## Work item
Under this line are the records; repeat exactly the lines starting at the one containing "action | put a dot on each instance of the brick" and ending at the one containing "query | white drooping flower", omitting pictures.

▬▬▬

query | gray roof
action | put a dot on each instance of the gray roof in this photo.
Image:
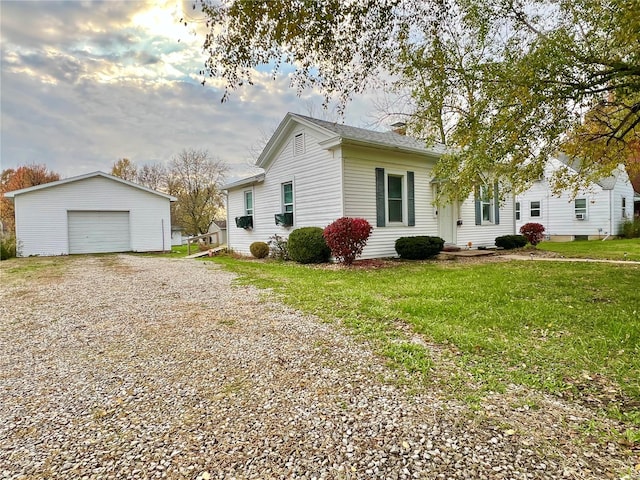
(244, 182)
(83, 177)
(389, 139)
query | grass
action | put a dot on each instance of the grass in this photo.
(609, 249)
(33, 269)
(571, 329)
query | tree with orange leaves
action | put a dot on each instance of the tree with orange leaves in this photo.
(16, 179)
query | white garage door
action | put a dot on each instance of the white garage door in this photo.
(98, 232)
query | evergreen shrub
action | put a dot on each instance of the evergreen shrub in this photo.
(278, 247)
(259, 249)
(509, 242)
(419, 248)
(533, 232)
(307, 245)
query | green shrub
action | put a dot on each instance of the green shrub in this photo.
(259, 249)
(533, 232)
(8, 247)
(278, 247)
(307, 245)
(631, 228)
(419, 248)
(509, 242)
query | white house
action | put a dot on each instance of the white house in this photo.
(597, 211)
(91, 213)
(317, 171)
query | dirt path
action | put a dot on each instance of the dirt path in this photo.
(142, 367)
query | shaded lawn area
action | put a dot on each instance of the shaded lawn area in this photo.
(609, 249)
(568, 329)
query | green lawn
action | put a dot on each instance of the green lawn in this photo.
(568, 329)
(609, 249)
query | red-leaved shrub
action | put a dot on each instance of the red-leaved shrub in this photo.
(347, 237)
(533, 232)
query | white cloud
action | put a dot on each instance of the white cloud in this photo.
(88, 83)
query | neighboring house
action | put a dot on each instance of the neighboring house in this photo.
(596, 212)
(92, 213)
(316, 172)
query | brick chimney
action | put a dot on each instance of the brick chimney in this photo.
(399, 127)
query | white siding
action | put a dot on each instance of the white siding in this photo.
(316, 178)
(41, 215)
(604, 209)
(360, 196)
(484, 235)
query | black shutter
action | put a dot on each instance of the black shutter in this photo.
(411, 202)
(380, 210)
(496, 204)
(478, 206)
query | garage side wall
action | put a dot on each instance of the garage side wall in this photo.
(41, 215)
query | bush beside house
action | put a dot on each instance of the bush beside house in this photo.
(347, 237)
(419, 248)
(509, 242)
(533, 232)
(259, 249)
(307, 245)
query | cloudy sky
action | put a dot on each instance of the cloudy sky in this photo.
(87, 83)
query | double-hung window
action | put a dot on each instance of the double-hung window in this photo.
(248, 202)
(287, 197)
(536, 210)
(486, 206)
(580, 208)
(394, 198)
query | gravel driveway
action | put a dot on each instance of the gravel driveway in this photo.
(144, 367)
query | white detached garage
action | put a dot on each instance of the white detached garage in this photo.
(92, 213)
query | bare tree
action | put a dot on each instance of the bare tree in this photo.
(125, 169)
(195, 178)
(153, 176)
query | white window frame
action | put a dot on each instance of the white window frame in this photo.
(287, 207)
(248, 211)
(538, 209)
(580, 212)
(403, 185)
(486, 201)
(299, 144)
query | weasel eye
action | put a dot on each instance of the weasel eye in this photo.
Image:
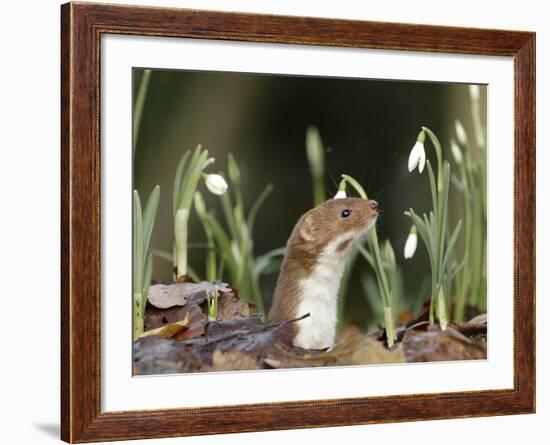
(345, 213)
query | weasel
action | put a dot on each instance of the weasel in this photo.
(315, 257)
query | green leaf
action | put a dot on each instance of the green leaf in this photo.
(223, 242)
(191, 180)
(256, 206)
(433, 188)
(147, 276)
(367, 256)
(227, 207)
(177, 182)
(138, 242)
(451, 243)
(264, 261)
(149, 216)
(163, 254)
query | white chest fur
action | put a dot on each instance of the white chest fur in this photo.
(319, 298)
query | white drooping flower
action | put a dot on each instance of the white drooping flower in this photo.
(411, 243)
(474, 92)
(341, 190)
(340, 194)
(460, 133)
(456, 152)
(216, 184)
(418, 154)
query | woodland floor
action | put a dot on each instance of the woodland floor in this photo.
(178, 337)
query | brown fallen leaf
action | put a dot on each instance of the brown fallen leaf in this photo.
(249, 336)
(157, 355)
(476, 327)
(437, 345)
(164, 296)
(170, 330)
(357, 349)
(231, 307)
(157, 318)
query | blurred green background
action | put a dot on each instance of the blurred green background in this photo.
(367, 126)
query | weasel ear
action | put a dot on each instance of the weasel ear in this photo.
(308, 228)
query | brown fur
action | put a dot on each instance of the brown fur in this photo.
(310, 236)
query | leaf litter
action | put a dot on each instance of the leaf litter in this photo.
(179, 339)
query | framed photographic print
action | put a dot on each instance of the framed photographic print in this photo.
(275, 222)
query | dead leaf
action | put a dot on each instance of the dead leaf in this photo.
(164, 296)
(170, 330)
(156, 318)
(437, 345)
(476, 327)
(231, 307)
(249, 336)
(357, 349)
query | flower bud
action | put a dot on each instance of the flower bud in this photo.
(216, 184)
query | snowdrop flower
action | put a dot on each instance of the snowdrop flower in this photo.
(216, 184)
(455, 151)
(410, 244)
(341, 190)
(460, 133)
(389, 253)
(418, 154)
(474, 92)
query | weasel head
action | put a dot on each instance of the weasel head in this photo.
(338, 222)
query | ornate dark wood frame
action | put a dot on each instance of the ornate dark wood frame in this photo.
(82, 26)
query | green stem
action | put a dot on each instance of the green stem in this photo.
(180, 232)
(138, 105)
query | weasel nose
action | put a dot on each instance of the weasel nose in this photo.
(374, 206)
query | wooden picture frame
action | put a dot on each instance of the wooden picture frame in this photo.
(82, 26)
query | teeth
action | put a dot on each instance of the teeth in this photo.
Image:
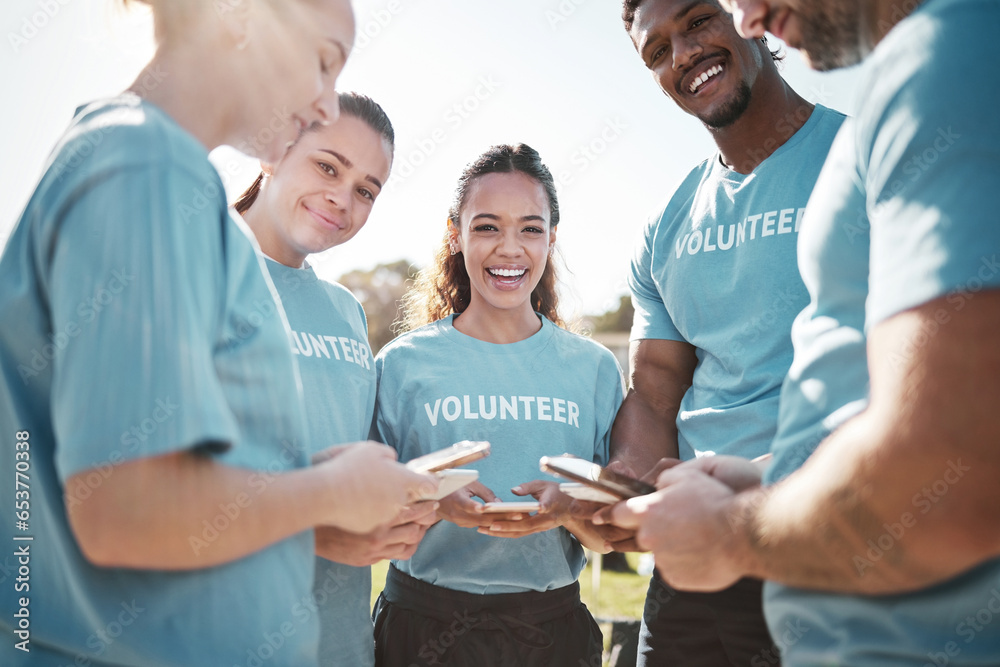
(705, 76)
(507, 273)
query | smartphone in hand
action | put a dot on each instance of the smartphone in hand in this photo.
(458, 454)
(594, 476)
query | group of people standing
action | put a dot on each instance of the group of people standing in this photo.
(795, 385)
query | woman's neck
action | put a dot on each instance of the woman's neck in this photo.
(498, 326)
(268, 240)
(188, 88)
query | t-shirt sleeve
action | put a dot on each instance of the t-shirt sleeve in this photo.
(651, 319)
(381, 430)
(136, 283)
(612, 393)
(934, 165)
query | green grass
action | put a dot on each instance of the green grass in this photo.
(621, 595)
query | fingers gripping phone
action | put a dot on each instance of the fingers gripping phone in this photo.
(594, 476)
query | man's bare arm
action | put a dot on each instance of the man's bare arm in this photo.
(645, 429)
(152, 512)
(918, 468)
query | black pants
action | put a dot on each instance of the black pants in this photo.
(720, 629)
(418, 625)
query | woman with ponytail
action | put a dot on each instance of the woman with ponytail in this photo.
(318, 196)
(150, 400)
(487, 359)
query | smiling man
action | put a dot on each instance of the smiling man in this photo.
(715, 286)
(883, 546)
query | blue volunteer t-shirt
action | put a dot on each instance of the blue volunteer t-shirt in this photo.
(921, 163)
(717, 269)
(137, 321)
(552, 393)
(329, 336)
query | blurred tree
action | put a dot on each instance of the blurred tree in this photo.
(380, 290)
(619, 319)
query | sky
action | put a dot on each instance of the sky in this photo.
(455, 77)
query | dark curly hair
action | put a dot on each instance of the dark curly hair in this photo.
(444, 288)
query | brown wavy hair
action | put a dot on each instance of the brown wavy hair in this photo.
(443, 288)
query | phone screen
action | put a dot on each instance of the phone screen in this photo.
(591, 474)
(458, 454)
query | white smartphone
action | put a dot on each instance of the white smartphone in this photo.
(588, 493)
(450, 457)
(512, 507)
(450, 481)
(593, 475)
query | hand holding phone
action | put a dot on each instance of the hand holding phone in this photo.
(513, 507)
(458, 454)
(594, 476)
(450, 481)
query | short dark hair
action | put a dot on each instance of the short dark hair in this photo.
(444, 287)
(629, 8)
(353, 104)
(628, 12)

▬▬▬

## Solution for this task
action | put a dot on each instance of the brick chimney in this photo.
(399, 127)
query | white siding
action | put a dot on each instance of the white siding in this photo.
(316, 178)
(41, 215)
(604, 209)
(360, 196)
(484, 235)
query | black shutter
action | put a dot on each instance of the black shutter in this photo.
(411, 202)
(380, 210)
(496, 204)
(478, 206)
query | garage side wall
action | put a dot on each instance of the garage side wall in this photo.
(41, 215)
query | bush beside house
action | put a dot on each instance of the bush beside house in this photo.
(347, 237)
(419, 248)
(509, 242)
(533, 232)
(259, 249)
(307, 245)
query | cloudy sky
action | put a dot on each instance of the cloudy sky in this photo.
(87, 83)
query | double-hung window
action | put a dot on each instance of the double-hung window in this photo.
(248, 202)
(287, 197)
(536, 210)
(486, 206)
(580, 208)
(394, 198)
query | gravel driveway
action | put a dot on each instance of the gravel driveway in this photo.
(144, 367)
query | white detached garage
action | put a dot on each instance of the white detached garage in this photo.
(92, 213)
query | bare tree
action | put a dot on each instance of the bare tree in this photo.
(125, 169)
(195, 178)
(153, 176)
query | white window frame
action | put a dot on each instance of the white window frame in this photo.
(287, 207)
(248, 211)
(538, 209)
(580, 212)
(403, 185)
(486, 201)
(299, 144)
query | weasel eye
action | put a dot on each instance of the weasel eye in this photo.
Image:
(345, 213)
query | weasel
action | put a dot on each instance of the weasel in this photo.
(315, 257)
query | green leaf
action | put a dot on each instance of the green leaf in this photo.
(223, 242)
(191, 180)
(256, 206)
(433, 188)
(147, 276)
(367, 256)
(227, 207)
(177, 182)
(138, 242)
(451, 243)
(264, 261)
(149, 216)
(163, 254)
query | white chest fur
action | put a dot on each instance of the white chest fur in this photo.
(319, 298)
query | white drooping flower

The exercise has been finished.